>> START
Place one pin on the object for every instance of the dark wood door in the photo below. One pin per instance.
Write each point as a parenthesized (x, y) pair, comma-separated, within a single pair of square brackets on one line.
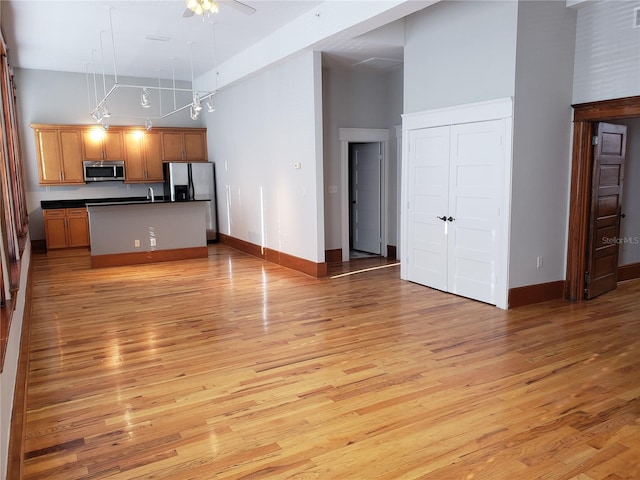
[(606, 200)]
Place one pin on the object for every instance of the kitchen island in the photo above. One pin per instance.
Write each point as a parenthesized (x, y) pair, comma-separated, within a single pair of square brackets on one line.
[(141, 231)]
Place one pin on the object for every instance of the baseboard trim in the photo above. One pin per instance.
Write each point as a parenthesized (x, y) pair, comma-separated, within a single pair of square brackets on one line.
[(39, 246), (541, 292), (295, 263), (392, 252), (138, 258), (333, 256), (628, 272)]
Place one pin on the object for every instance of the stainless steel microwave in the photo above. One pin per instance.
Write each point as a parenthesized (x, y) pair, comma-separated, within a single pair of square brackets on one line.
[(105, 171)]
>> END
▸ Written exercise
Format the entries from their first line through the line containing "[(141, 231)]" as a JSON list of strings, one string per line, with blank lines and the picture left out.

▸ Full response
[
  "Place one pin on the object for every instance of the dark wood door in the photo below. One pin per instance.",
  "Write each point as a parenthesized (x, y) pair, comma-separated, within a single pair of square brackets on one line.",
  "[(606, 200)]",
  "Place one pin on the object for every instance of the kitchen island in the photo above. One pin per instance.",
  "Write each point as a parenthesized (x, y) pair, comma-separated, within a single pair of square brackets on one line.",
  "[(141, 231)]"
]